#### Requirements
1. In the passage on Uber surge pricing below, to what level would the City Council proposal restrict surge pricing?
2. For each statement, decide whether it agrees with the passage on Uber surge pricing below. Answer yes or no, and quote the words from the passage that decide it. (a) Jessica Seinfeld complained about her Uber fare on Instagram. (b) New York City Hall openly opposes the City Council proposal. (c) Peter Ashlock is an Uber driver.
3. Continue the passage on Uber surge pricing below, picking up after its final sentence.

#### Extract to read
━━━

While this may be true, cerebral arguments can be a tough sell in the face of such high-profile PR disasters as these:

    • The New York City blizzard of 2013. Adding the hashtags “#OMG #neverforget #neveragain #real,” Jessica Seinfeld, the cookbook-writing wife of comedian Jerry Seinfeld, took to Instagram to freak out over her $415 Uber tab for transporting her kids to a sleepover and bar mitzvah.

A surge in demand — by innocents fleeing the central business district — automatically triggered fares four times the normal Uber rate.

There is some pushback being felt, though.

With even some Uber drivers less than thrilled with the status quo — “How can it be seen as anything but opportunistic?” driver Peter Ashlock recently told the consumer tech website CNET.com — New York City Hall, for example, is reported to “tacitly support” a City Council proposal that would restrict surge pricing to 100 percent of the basic fare.

━━━

#### Excerpted records

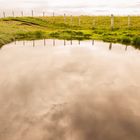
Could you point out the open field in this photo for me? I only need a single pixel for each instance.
(88, 27)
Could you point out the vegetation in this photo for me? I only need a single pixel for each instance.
(90, 27)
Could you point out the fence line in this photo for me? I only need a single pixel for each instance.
(95, 21)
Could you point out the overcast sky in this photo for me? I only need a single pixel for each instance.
(75, 6)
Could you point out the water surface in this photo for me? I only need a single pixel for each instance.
(63, 90)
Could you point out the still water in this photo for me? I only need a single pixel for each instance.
(69, 90)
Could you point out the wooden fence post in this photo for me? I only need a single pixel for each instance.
(22, 13)
(64, 18)
(94, 23)
(4, 14)
(112, 21)
(43, 14)
(129, 22)
(79, 21)
(32, 13)
(71, 20)
(13, 14)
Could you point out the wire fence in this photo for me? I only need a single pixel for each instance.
(107, 21)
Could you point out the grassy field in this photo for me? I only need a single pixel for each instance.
(91, 27)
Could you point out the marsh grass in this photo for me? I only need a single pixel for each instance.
(91, 27)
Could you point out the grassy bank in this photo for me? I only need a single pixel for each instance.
(97, 27)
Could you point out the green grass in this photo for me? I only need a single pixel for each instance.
(91, 27)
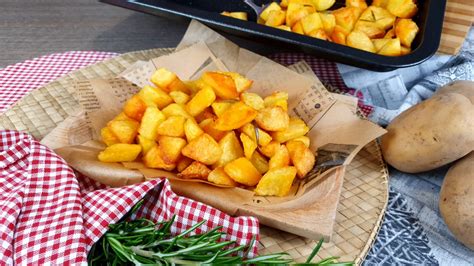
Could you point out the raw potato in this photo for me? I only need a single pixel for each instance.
(456, 200)
(430, 134)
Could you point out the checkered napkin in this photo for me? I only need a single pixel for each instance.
(50, 216)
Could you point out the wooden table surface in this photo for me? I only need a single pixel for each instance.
(31, 28)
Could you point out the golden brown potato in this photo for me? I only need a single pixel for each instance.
(222, 84)
(236, 116)
(203, 99)
(329, 22)
(119, 152)
(402, 8)
(124, 130)
(108, 137)
(360, 40)
(150, 122)
(263, 137)
(301, 157)
(203, 149)
(231, 149)
(406, 30)
(154, 97)
(276, 18)
(135, 108)
(278, 98)
(183, 163)
(209, 126)
(273, 119)
(296, 128)
(272, 7)
(192, 129)
(311, 23)
(260, 162)
(154, 159)
(242, 171)
(276, 182)
(176, 109)
(281, 158)
(219, 177)
(145, 143)
(179, 97)
(173, 126)
(171, 148)
(249, 145)
(251, 99)
(195, 170)
(270, 149)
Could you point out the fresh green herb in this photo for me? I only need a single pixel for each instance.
(143, 242)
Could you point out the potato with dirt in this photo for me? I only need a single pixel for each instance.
(432, 133)
(456, 200)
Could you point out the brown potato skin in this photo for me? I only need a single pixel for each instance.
(430, 134)
(456, 200)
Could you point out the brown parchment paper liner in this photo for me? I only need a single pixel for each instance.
(335, 129)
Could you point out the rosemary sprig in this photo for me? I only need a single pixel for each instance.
(143, 242)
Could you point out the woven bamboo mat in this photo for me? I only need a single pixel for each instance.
(458, 19)
(364, 195)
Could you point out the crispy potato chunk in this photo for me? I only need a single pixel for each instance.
(119, 152)
(171, 148)
(236, 116)
(173, 126)
(231, 149)
(176, 109)
(296, 128)
(272, 7)
(278, 98)
(203, 99)
(311, 23)
(154, 159)
(406, 30)
(273, 119)
(360, 40)
(155, 97)
(252, 99)
(183, 163)
(281, 158)
(242, 171)
(145, 143)
(402, 8)
(276, 18)
(192, 129)
(260, 163)
(219, 107)
(108, 137)
(301, 157)
(195, 170)
(209, 126)
(203, 149)
(263, 137)
(249, 145)
(329, 22)
(179, 97)
(270, 149)
(219, 177)
(150, 122)
(124, 130)
(276, 182)
(222, 84)
(135, 108)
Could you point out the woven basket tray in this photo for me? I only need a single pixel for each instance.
(364, 195)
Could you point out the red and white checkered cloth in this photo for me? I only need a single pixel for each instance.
(49, 215)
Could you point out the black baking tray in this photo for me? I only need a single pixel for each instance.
(429, 19)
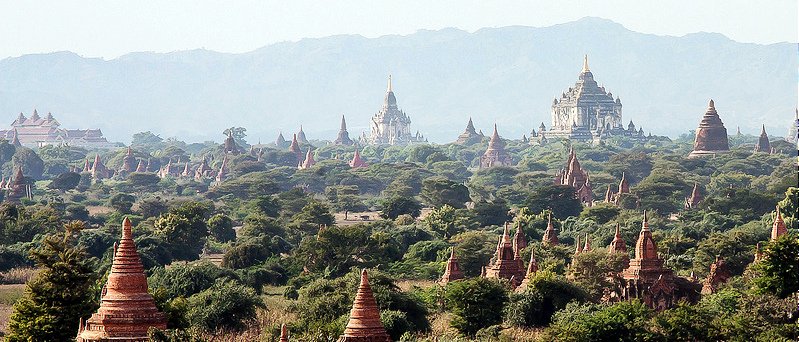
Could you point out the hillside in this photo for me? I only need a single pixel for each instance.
(505, 75)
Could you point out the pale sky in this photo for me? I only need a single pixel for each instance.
(109, 28)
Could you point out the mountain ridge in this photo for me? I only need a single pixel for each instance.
(442, 77)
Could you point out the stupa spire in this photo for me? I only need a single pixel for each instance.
(364, 324)
(778, 229)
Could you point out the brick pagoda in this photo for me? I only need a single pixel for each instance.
(364, 324)
(126, 309)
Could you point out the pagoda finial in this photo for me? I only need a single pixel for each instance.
(585, 63)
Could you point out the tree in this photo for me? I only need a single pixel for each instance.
(477, 303)
(220, 228)
(184, 228)
(146, 138)
(65, 181)
(58, 297)
(399, 205)
(560, 199)
(122, 203)
(779, 269)
(438, 192)
(225, 307)
(600, 213)
(32, 165)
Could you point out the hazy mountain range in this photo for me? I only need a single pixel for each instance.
(441, 78)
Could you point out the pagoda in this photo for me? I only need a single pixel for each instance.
(223, 171)
(495, 155)
(777, 230)
(127, 310)
(574, 176)
(295, 148)
(719, 273)
(507, 260)
(99, 171)
(646, 278)
(468, 135)
(230, 145)
(343, 135)
(696, 197)
(15, 139)
(586, 112)
(281, 141)
(128, 163)
(763, 145)
(364, 324)
(618, 246)
(19, 188)
(453, 270)
(203, 170)
(550, 236)
(391, 125)
(308, 162)
(301, 136)
(357, 161)
(532, 269)
(711, 136)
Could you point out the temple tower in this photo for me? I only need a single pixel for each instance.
(763, 145)
(778, 229)
(126, 309)
(364, 324)
(646, 278)
(696, 197)
(711, 136)
(357, 161)
(574, 176)
(719, 273)
(343, 135)
(495, 155)
(390, 125)
(506, 260)
(467, 135)
(550, 235)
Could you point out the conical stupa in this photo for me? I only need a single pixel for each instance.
(127, 310)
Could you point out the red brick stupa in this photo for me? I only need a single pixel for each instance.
(364, 324)
(357, 161)
(453, 271)
(574, 176)
(763, 145)
(495, 155)
(711, 136)
(550, 236)
(776, 231)
(507, 261)
(126, 309)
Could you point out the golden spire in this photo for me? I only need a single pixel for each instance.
(585, 63)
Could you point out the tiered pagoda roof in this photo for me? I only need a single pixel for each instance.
(127, 310)
(357, 161)
(778, 229)
(763, 145)
(468, 134)
(550, 235)
(343, 136)
(364, 324)
(495, 155)
(711, 136)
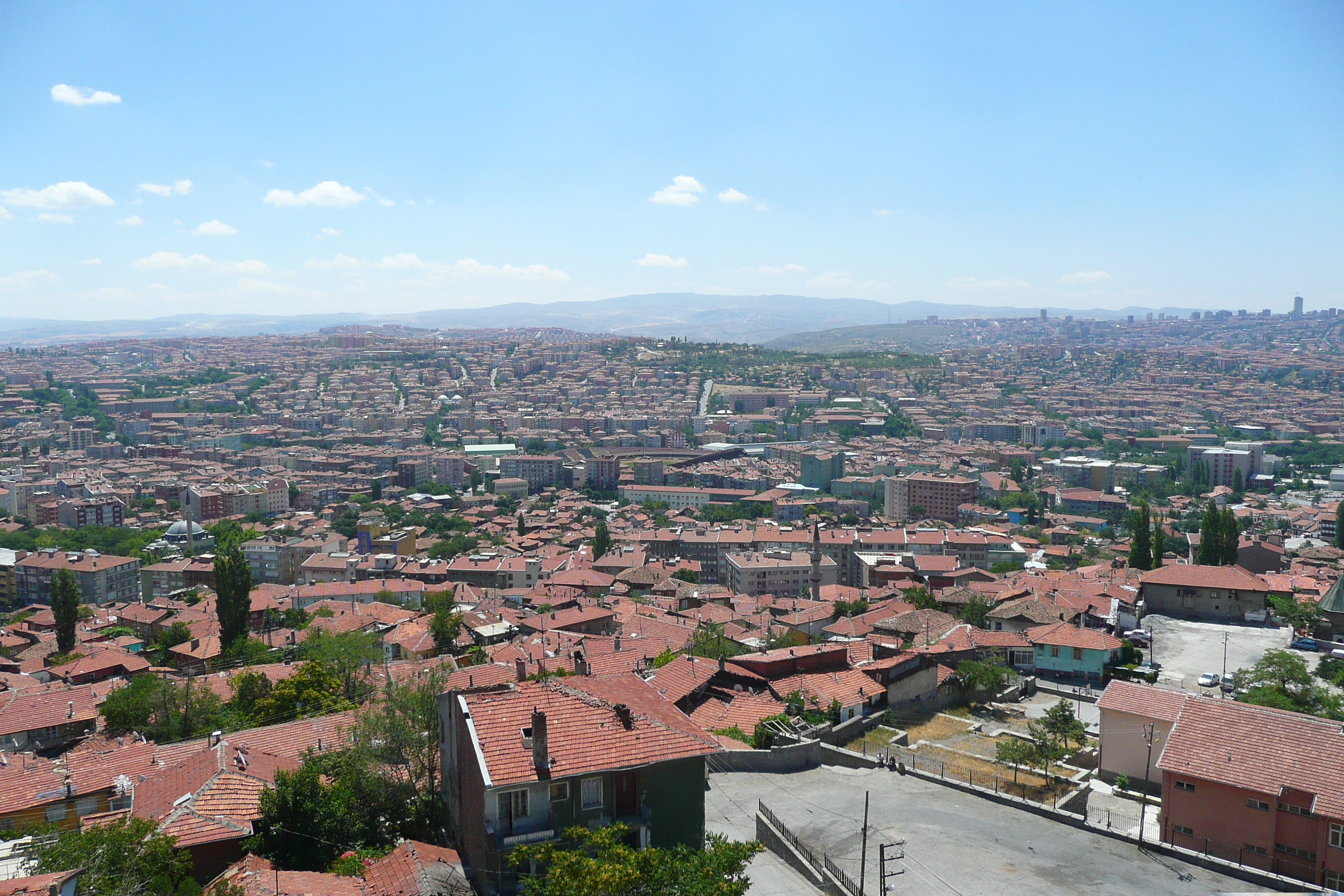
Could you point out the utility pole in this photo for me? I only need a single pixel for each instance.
(863, 850)
(1222, 692)
(893, 858)
(1143, 810)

━━━

#### Solved problems
1. To 100 percent of the basic fare.

2.
(a) Yes: "took to Instagram to freak out over her $415 Uber tab"
(b) No: "is reported to “tacitly support” a City Council proposal"
(c) Yes: "driver Peter Ashlock recently told the consumer tech website CNET.com"

3.
“All providers of ground transportation should play by the same rules, and passengers shouldn’t have to choose between reaching their destination or paying the rent,” Gary Buffo, president of the nonprofit ◊National Limousine Association◊ (limo.org), says of the effort.

One final word: Researchers at Northeastern University who studied ride-hailing services in New York and San Francisco found anecdotal evidence of “collusion” by some drivers who intentionally go offline to induce a price-jacking supply shortage. Uber, though, has pooh-poohed the findings.